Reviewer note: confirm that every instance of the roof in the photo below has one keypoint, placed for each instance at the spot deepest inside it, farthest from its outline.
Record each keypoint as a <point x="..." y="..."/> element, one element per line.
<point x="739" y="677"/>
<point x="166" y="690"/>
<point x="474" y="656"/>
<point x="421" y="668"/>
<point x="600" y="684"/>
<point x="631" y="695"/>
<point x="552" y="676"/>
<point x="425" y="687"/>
——
Skip every line before the one containing "Record each keypoint". Retype that line and the rest through the last one exactly as they stand in the listing.

Answer to the problem
Record each keypoint as a <point x="..." y="..."/> element, one element per line.
<point x="739" y="677"/>
<point x="166" y="690"/>
<point x="474" y="656"/>
<point x="421" y="668"/>
<point x="600" y="684"/>
<point x="631" y="695"/>
<point x="552" y="676"/>
<point x="425" y="687"/>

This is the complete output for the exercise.